Records provided:

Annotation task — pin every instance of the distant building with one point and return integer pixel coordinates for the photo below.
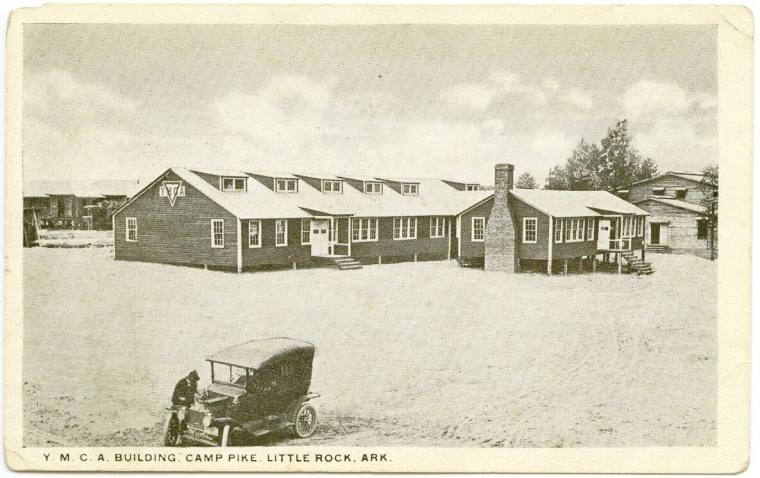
(242, 221)
(76, 204)
(678, 220)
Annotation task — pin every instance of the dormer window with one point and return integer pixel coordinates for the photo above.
(410, 189)
(373, 187)
(233, 184)
(286, 185)
(332, 187)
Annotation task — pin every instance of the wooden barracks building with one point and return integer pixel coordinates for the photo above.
(243, 221)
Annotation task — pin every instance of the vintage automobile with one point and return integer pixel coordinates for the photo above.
(257, 387)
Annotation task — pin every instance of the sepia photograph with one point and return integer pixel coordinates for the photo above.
(359, 235)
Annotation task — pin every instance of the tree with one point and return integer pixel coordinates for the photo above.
(606, 167)
(708, 188)
(526, 181)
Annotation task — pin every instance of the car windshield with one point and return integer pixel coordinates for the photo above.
(229, 374)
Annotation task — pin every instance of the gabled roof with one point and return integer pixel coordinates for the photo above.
(698, 208)
(695, 177)
(575, 203)
(88, 189)
(258, 353)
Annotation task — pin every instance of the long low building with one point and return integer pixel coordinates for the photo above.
(236, 220)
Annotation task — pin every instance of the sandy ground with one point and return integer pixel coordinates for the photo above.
(424, 354)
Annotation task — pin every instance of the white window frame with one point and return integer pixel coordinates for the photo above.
(214, 245)
(285, 189)
(481, 228)
(410, 186)
(258, 233)
(526, 221)
(234, 181)
(127, 229)
(364, 229)
(306, 231)
(406, 230)
(373, 183)
(285, 232)
(332, 183)
(437, 227)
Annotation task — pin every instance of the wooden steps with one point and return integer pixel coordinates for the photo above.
(347, 263)
(637, 265)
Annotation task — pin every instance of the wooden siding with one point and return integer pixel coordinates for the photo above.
(270, 255)
(682, 226)
(424, 246)
(176, 235)
(468, 248)
(637, 192)
(527, 250)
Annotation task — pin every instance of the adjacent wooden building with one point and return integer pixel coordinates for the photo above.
(236, 220)
(678, 219)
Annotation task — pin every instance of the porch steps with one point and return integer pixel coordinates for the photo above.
(347, 263)
(637, 265)
(660, 248)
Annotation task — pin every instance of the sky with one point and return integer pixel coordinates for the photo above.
(129, 101)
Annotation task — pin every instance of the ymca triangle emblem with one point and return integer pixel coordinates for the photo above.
(172, 190)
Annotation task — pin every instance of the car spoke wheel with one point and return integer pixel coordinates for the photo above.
(305, 421)
(171, 430)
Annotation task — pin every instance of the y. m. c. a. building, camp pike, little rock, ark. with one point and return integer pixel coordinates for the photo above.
(243, 221)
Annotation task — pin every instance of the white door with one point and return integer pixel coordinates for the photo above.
(320, 240)
(603, 241)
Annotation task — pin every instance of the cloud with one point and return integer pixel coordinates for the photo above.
(469, 96)
(675, 127)
(580, 99)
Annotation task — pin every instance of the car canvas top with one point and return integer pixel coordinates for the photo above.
(258, 353)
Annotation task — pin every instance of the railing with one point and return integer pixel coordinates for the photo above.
(623, 244)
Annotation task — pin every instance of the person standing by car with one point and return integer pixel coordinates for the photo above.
(184, 391)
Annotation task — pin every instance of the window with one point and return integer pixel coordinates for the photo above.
(281, 232)
(410, 189)
(559, 225)
(627, 226)
(530, 229)
(286, 185)
(573, 232)
(254, 233)
(335, 187)
(404, 228)
(701, 228)
(131, 229)
(217, 233)
(478, 229)
(305, 231)
(233, 184)
(437, 226)
(372, 187)
(363, 230)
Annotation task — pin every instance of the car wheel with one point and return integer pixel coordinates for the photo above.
(305, 421)
(171, 430)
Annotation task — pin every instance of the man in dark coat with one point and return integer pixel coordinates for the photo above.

What is required: In your copy, repeat each record exactly and include no pictures.

Exercise result:
Annotation task — pin every instance of the distant building with one point and return integer pixel coordinates for the photo below.
(242, 221)
(76, 204)
(678, 220)
Annotation task — pin every instance of the dormer window with one point and return integer pixel coordinates for the photo above.
(410, 189)
(373, 187)
(233, 184)
(286, 185)
(332, 187)
Annotation task — pin every instance of the wooden barracks building with one point and return integer pixel coordinates for the photo above.
(243, 221)
Annotation task — pin every instance of the vintage automobile with one point and return integer pixel coordinates for the photo above.
(257, 387)
Annotation task — pin every instance of the sepia photograph with one point and return integer pixel coordinates for the photo above.
(359, 235)
Annotation task — pin every instance of the tree with one point and return integer pixel coordinates for the photo above.
(606, 167)
(708, 188)
(526, 181)
Annotation task — pin every instance of the car windshield with one point and return integer pixel coordinates for the photo above.
(229, 374)
Annotation task — pin every instance of the gabled roof with one point and return integer pixel coordinates for the photo above.
(698, 208)
(695, 177)
(575, 203)
(88, 189)
(258, 353)
Annotation task — pin every instance of the long low building with one point and return integer pixel coordinates for the photo above.
(236, 220)
Annotation task — pin every instance of the sandy ground with one point and return integer pixel coordinates for the photo above.
(424, 354)
Annotation task — pin every instance of the white window frame with one point and return integer pixel coordinates for the photo above.
(214, 245)
(285, 189)
(481, 228)
(410, 186)
(258, 233)
(526, 221)
(234, 181)
(127, 229)
(364, 229)
(306, 231)
(406, 230)
(373, 183)
(285, 232)
(332, 183)
(437, 227)
Annotation task — pin every instance of the wooden steps with one point and return integer pixel coordinates for the photo above.
(347, 263)
(637, 265)
Annotation task — pin every instance of the wooden siding with one point and return integer pixel coordinates for the photo above.
(270, 255)
(682, 226)
(424, 246)
(176, 235)
(468, 248)
(637, 192)
(527, 250)
Annotation task — pin every instance of the adjacent wooden building with one point and return integer pixel coordinates for the photo above.
(236, 220)
(678, 219)
Annotation task — pin every instance of the porch steps with one point and return integer pixel coordinates for the photo above.
(347, 263)
(637, 265)
(660, 248)
Annotation task — pin every instance of the sky with one point and return integer pixel coordinates for the photo above.
(129, 101)
Annotation task — pin every instance of the ymca triangle emblem with one point and return integer pixel coordinates for the photo above.
(172, 190)
Annotation task — pin every instance of the car spoke wheel with one point and return integer pixel coordinates for the photo above.
(305, 421)
(171, 430)
Annotation task — pin every instance of the y. m. c. a. building, camp pike, little rock, ark. with one point and return integer pixel coordinates for the photo above.
(243, 221)
Annotation task — pin every instance of the white door with one point and return integer pixel coordinates for the photo above.
(320, 240)
(603, 241)
Annotation task — pin every instance of the cloud with one point and return integer pixel coordinates for the photo above.
(469, 96)
(675, 127)
(580, 99)
Annotation task — pin every instance of the car canvas top with one point and return integer pixel coordinates for the photo above.
(258, 353)
Annotation task — pin every instance of the railing with one point and return integer pixel coordinates for the photo above.
(623, 244)
Annotation task — pin every instance of the person standing by car with one point and return integer pixel coordinates for the photo above.
(184, 391)
Annotation task — pin every instance of the window with one point and return integer pixel coordinates for the photo above.
(281, 232)
(410, 189)
(559, 225)
(627, 226)
(530, 229)
(286, 185)
(573, 232)
(254, 233)
(335, 187)
(404, 228)
(701, 228)
(131, 229)
(217, 233)
(478, 229)
(305, 231)
(233, 184)
(437, 226)
(372, 187)
(363, 230)
Annotation task — pin every instance of the car wheel with one point and return integer pixel coordinates for the photo above.
(305, 421)
(171, 430)
Annotation task — pin every instance of the man in dark coat with one point and return integer pixel coordinates for the photo above.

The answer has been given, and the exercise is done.